##### Extrait à lire
Dommages‑intérêts préétablis

[191]       La dernière question à examiner, subsidiairement, concerne le montant des dommages‑intérêts auxquels M. Pinto aurait eu droit si j’avais conclu à la violation de son droit d’auteur.

 

[192]       Monsieur Pinto sollicite des dommages-intérêts s’élevant à 320 000 $.

 

[193]       Monsieur Pinto ne sollicite pas les dommages‑intérêts visés au paragraphe 35(1), mais demande plutôt que des dommages‑intérêts préétablis soient évalués en vertu de l’alinéa 38.1(1)a) de la Loi :

38.1 (1) Sous réserve des autres dispositions du présent article, le titulaire du droit d’auteur, en sa qualité de demandeur, peut, avant le jugement ou l’ordonnance qui met fin au litige, choisir de recouvrer, au lieu des dommages‑intérêts et des profits visés au paragraphe 35(1), les dommages‑intérêts préétablis ci‑après pour les violations reprochées en l’instance à un même défendeur ou à plusieurs défendeurs solidairement responsables :

 

a) dans le cas des violations commises à des fins commerciales, pour toutes les violations — relatives à une œuvre donnée ou à un autre objet donné du droit d’auteur —, des dommages‑intérêts dont le montant, d’au moins 500 $ et d’au plus 20 000 $, est déterminé selon ce que le tribunal estime équitable en l’occurrence;

 

38.1 (1) Subject to this section, a copyright owner may elect, at any time before final judgment is rendered, to recover, instead of damages and profits referred to in subsection 35(1), an award of statutory damages for which any one infringer is liable individually, or for which any two or more infringers are liable jointly and severally,

 

 

 

 

(a) in a sum of not less than $500 and not more than $20,000 that the court considers just, with respect to all infringements involved in the proceedings for each work or other suCBEJt‑matter, if the infringements are for commercial purposes;

 

[194]       Le montant de ces dommages‑intérêts préétablis doit être déterminé en fonction des facteurs énoncés au paragraphe 38.1(5), à savoir :

(5) Lorsqu’il rend une décision relativement aux paragraphes (1) à (4), le tribunal tient compte notamment des facteurs suivants :

 

a) la bonne ou mauvaise foi du défendeur;

 

b) le comportement des parties avant l’instance et au cours de celle‑ci;

 

c) la nécessité de créer un effet dissuasif à l’égard de violations éventuelles du droit d’auteur en question;

 

d) dans le cas d’une violation qui est commise à des fins non commerciales, la nécessité d’octroyer des dommages‑intérêts dont le montant soit proportionnel à la violation et tienne compte des difficultés qui en résulteront pour le défendeur, du fait que la violation a été commise à des fins privées ou non et de son effet sur le demandeur.
##########
##### Extraits des lignes
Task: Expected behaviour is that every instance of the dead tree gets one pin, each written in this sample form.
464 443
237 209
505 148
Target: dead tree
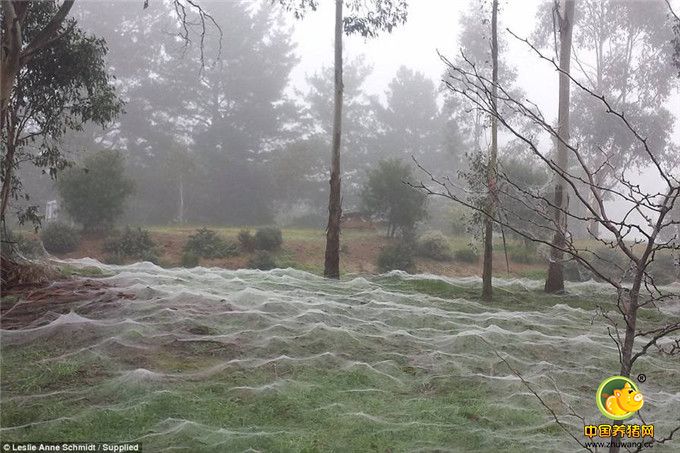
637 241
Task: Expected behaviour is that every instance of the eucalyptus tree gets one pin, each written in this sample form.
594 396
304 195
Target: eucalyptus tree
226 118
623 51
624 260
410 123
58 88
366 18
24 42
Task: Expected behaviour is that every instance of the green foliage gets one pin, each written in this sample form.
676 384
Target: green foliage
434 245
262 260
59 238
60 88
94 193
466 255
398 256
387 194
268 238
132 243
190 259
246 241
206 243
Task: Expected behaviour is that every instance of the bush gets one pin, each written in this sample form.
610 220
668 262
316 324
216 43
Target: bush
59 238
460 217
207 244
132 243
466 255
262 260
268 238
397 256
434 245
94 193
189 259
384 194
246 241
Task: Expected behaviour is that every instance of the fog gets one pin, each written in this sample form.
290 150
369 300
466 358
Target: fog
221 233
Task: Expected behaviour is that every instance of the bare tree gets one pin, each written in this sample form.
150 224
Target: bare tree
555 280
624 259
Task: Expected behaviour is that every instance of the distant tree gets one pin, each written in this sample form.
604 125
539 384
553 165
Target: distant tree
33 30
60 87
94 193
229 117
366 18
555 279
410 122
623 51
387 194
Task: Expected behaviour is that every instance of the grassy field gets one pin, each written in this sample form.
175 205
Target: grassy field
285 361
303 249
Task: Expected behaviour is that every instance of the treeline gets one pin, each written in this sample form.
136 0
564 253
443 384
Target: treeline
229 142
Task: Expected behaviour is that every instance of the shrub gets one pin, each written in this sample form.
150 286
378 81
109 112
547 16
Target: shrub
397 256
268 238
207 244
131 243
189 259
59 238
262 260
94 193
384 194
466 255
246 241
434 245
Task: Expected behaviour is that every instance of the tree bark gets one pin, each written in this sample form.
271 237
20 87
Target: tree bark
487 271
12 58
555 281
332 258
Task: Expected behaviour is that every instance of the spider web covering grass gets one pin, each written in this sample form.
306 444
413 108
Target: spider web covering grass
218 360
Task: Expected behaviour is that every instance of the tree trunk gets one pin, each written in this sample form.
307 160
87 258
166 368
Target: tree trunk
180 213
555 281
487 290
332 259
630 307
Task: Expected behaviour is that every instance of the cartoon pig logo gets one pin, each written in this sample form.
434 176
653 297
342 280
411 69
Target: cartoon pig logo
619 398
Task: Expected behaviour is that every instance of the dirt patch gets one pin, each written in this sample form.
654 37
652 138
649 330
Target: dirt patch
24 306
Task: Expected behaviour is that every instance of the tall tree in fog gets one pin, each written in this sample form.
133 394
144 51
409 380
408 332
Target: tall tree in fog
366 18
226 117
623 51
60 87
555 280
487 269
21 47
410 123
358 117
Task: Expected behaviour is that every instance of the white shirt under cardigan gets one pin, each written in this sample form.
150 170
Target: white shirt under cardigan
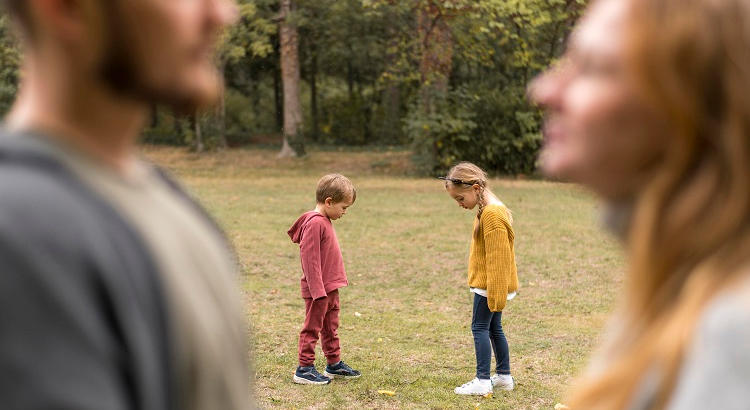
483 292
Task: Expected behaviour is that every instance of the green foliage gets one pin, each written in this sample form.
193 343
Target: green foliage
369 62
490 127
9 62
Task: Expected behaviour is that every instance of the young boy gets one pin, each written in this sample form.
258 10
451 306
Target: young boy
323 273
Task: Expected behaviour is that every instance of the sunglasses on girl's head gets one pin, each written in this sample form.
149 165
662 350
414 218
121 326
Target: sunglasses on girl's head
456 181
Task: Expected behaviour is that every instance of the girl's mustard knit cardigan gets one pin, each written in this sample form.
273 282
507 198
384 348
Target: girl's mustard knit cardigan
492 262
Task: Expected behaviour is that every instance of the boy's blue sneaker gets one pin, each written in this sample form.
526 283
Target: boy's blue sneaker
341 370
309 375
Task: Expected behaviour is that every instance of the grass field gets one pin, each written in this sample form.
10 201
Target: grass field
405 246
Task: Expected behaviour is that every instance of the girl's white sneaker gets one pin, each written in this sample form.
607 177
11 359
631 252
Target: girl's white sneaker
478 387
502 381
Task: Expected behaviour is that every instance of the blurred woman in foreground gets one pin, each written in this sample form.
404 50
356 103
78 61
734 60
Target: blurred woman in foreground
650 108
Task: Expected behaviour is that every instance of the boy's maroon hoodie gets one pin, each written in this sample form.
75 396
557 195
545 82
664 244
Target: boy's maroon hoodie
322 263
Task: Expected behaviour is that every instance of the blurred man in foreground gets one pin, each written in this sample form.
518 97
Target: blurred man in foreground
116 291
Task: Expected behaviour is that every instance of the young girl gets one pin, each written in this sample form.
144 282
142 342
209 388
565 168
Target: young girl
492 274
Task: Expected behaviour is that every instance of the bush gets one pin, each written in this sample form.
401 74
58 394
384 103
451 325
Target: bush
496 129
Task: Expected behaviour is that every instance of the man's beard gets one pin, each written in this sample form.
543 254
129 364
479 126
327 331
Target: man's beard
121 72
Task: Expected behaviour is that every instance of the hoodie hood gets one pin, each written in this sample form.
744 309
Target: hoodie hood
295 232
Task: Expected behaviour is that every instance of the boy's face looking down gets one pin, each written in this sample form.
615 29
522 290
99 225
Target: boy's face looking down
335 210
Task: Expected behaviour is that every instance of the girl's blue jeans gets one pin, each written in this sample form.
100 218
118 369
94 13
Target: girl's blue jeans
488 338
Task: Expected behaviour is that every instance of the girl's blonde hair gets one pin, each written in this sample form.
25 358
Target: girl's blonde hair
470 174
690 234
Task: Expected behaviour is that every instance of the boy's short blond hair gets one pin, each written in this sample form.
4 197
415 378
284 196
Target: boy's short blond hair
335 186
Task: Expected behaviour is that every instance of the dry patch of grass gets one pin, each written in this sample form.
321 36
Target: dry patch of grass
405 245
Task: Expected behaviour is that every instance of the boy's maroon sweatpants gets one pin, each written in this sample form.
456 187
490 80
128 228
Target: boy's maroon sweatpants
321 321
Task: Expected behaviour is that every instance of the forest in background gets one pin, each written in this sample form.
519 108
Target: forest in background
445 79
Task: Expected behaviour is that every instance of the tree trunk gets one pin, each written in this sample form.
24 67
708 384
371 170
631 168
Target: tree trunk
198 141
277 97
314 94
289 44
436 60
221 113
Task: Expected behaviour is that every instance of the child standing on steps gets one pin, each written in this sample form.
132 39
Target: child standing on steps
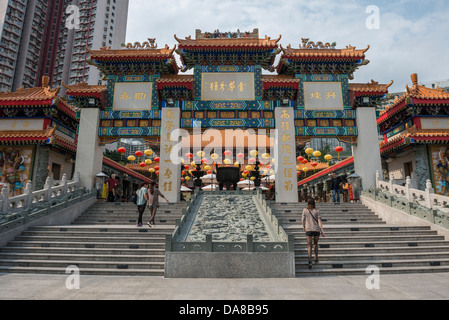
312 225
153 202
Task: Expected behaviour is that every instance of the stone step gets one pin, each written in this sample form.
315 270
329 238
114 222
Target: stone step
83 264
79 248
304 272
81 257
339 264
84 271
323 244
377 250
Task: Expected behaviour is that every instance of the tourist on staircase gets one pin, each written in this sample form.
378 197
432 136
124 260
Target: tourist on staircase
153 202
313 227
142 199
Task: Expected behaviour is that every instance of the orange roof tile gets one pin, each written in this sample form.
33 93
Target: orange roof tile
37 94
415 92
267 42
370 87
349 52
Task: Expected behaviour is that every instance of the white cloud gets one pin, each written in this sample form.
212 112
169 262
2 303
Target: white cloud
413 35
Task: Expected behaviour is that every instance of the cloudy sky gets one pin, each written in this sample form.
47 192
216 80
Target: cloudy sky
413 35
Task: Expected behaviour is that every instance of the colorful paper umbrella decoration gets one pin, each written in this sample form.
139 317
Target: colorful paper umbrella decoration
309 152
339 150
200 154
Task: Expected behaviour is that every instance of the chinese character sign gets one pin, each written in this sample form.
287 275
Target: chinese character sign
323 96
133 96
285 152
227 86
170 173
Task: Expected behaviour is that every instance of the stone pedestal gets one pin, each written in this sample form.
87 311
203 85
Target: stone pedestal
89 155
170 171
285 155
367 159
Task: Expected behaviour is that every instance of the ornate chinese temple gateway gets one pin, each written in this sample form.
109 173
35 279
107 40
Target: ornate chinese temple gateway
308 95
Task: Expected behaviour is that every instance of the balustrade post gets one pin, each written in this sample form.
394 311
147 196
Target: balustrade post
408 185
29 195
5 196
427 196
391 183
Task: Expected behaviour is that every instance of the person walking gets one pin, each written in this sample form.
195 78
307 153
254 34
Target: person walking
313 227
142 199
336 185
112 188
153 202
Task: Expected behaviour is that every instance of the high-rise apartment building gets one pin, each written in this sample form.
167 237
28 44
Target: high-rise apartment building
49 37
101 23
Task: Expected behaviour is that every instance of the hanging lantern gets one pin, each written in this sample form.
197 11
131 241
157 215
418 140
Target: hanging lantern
##########
Objectifs
A – Dans l'extrait sur les dommages-intérêts préétablis, quel montant M. Pinto réclame-t-il ?
B – Poursuivez l'extrait sur les dommages-intérêts préétablis à partir de sa dernière phrase.

Résultats dans l'ordre
A – Il réclame 320 000 $.

B –
 

(5) In exercising its discretion under subsections (1) to (4), the court shall consider all relevant factors, including

 

 

(a) the good faith or bad faith of the defendant;

 

(b) the conduct of the parties before and during the proceedings;

 

(c) the need to deter other infringements of the copyright in question; and

 

 

(d) in the case of infringements for non‑commercial purposes, the need for an award to be proportionate to the infringements, in consideration of the hardship the award may cause to the defendant, whether the infringement was for private purposes or not, and the impact of the infringements on the plaintiff.

 

[195]       Il doit y avoir un certain lien entre les dommages‑intérêts normalement évalués et les dommages‑intérêts préétablis : Hughes & Peacock on Copyright and Industrial Design, à la page 665. Le juge Hughes et Susan Peacock font par ailleurs les observations suivantes :

[traduction]

La mission première du juge qui évalue les dommages‑intérêts préétablis au lieu des dommages‑intérêts et profits perdus est d’arriver à une évaluation raisonnable en tenant compte de l’ensemble des circonstances, et de parvenir à un résultat équitable. Il doit exister une certaine corrélation entre les dommages‑intérêts normalement évalués et les dommages‑intérêts préétablis.

 

[196]       Ces considérations nous amènent maintenant à examiner un large éventail de facteurs, notamment la question de savoir si les défendeurs étaient de bonne ou de mauvaise foi et le besoin de dissuasion.

 

[197]       La mauvaise foi renvoie à [traduction] « un comportement contraire aux normes collectives définissant ce qui est honnête, raisonnable ou juste. Il s’agit également du comportement d’une partie qui a pour effet de défaire en grande partie les objectifs contractuels ou de causer un préjudice important à l’autre partie, en contravention des intentions ou des attentes initiales des parties » : Century 21 Canada Ltd Partnership v Rogers Communications Inc, 2011 BCSC 1196, au paragraphe 408. On ne peut pas dire que les défendeurs se soient comportés de manière malhonnête, déraisonnable ou injuste.

 

[198]       Les défendeurs ont agi de bonne foi. Le témoignage de M. et Mme Shimon établit qu’ils croyaient sincèrement détenir le droit d’auteur de toutes les œuvres créatives spécifiquement créées pour le programme TaL AM, et qu’ils avaient obtenu le consentement de M. Pinto à cette fin. Ils ont utilisé la musique dans le but pour lequel elle a été créée.

 

[199]       Les défendeurs soutiennent qu’ils ont agi en toute innocence, et que la Cour pourrait donc accorder aussi peu que 200 $ par œuvre, aux termes du paragraphe 38.1(2) de la Loi :

(2) Dans les cas où le défendeur convainc le tribunal qu’il ne savait pas et n’avait aucun motif raisonnable de croire qu’il avait violé le droit d’auteur, le tribunal peut réduire le montant des dommages‑intérêts visés à l’alinéa (1)a) jusqu’à 200 $.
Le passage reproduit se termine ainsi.